• Document section:
^^^^^^^^

Temporal Interference Stimulation

New Research Study Identifies Potential Benefits for Epilepsy Patients

We have previously published blog articles highlighting use of Digitimer DS5 Isolated Bipolar Stimulators to deliver transcranial Temporal Interference Stimulation (TIS), a novel electrical stimulation technique first postulated and demonstrated pre-clinically by Nir Grossman in 2017.  Grossman and colleagues proposed that TIS could have potential value as a non-invasive alternative to traditional deep brain stimulation methods that are currently used to treat conditions including epilepsy, tremor and Parkinson’s disease.  Today, there is a global interest in TIS with researchers not only investigating potential therapeutic targets, but also refining protocols for safe but efficacious stimulus delivery.

^^^^^^^^

• The problem:
Quote the Temporal Interference Stimulation article from "New Research Study" up to and including "efficacious stimulus delivery.".

^^^^^^^^

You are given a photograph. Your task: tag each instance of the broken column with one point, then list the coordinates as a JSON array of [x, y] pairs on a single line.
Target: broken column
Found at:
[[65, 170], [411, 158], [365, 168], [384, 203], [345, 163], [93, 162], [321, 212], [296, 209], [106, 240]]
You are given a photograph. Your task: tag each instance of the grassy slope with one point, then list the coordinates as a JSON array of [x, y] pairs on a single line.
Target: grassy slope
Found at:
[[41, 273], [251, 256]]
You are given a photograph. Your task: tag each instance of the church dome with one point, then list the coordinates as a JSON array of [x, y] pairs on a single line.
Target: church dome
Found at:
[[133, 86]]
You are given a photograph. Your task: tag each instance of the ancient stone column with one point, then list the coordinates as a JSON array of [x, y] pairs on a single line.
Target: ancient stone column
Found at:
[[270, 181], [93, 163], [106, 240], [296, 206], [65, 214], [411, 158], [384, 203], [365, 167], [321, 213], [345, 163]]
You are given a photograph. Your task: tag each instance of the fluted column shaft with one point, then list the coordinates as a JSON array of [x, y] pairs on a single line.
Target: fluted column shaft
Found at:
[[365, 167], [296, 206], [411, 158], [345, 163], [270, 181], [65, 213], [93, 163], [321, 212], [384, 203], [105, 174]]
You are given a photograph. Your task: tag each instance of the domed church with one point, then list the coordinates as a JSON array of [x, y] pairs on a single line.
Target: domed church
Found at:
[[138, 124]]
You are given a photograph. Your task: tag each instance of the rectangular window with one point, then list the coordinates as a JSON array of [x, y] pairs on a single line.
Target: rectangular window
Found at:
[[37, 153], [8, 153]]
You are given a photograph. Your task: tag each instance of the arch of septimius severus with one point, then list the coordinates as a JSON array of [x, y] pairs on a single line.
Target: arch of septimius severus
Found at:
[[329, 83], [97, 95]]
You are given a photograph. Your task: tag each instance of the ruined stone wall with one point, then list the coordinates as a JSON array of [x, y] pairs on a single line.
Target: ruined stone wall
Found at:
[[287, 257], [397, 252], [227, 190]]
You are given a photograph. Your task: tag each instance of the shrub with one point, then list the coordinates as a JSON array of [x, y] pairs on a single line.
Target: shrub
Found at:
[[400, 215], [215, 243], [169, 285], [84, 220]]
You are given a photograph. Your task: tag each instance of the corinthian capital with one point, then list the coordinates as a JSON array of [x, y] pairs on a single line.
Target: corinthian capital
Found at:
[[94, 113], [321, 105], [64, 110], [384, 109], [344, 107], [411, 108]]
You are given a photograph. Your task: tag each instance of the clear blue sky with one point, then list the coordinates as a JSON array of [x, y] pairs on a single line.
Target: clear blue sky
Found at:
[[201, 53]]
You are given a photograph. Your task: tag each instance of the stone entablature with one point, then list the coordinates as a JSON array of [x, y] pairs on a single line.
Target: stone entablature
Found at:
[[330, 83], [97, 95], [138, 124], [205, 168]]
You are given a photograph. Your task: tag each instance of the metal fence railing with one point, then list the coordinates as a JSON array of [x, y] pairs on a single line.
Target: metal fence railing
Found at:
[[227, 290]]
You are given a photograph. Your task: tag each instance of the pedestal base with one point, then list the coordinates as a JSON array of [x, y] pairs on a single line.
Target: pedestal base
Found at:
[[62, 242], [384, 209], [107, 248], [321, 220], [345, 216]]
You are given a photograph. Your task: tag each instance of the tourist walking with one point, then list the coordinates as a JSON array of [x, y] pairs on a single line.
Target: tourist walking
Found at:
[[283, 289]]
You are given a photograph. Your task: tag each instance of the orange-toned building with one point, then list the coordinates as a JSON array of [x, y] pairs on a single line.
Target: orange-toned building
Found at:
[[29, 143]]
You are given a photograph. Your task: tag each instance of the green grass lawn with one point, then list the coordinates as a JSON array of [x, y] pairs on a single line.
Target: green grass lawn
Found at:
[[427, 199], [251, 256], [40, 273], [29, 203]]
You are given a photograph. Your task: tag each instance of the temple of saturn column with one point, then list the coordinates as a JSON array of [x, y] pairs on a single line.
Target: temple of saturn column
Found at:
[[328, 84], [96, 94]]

^^^^^^^^

• Exercise result:
New Research Study Identifies Potential Benefits for Epilepsy Patients

We have previously published blog articles highlighting use of Digitimer DS5 Isolated Bipolar Stimulators to deliver transcranial Temporal Interference Stimulation (TIS), a novel electrical stimulation technique first postulated and demonstrated pre-clinically by Nir Grossman in 2017.  Grossman and colleagues proposed that TIS could have potential value as a non-invasive alternative to traditional deep brain stimulation methods that are currently used to treat conditions including epilepsy, tremor and Parkinson’s disease.  Today, there is a global interest in TIS with researchers not only investigating potential therapeutic targets, but also refining protocols for safe but efficacious stimulus delivery.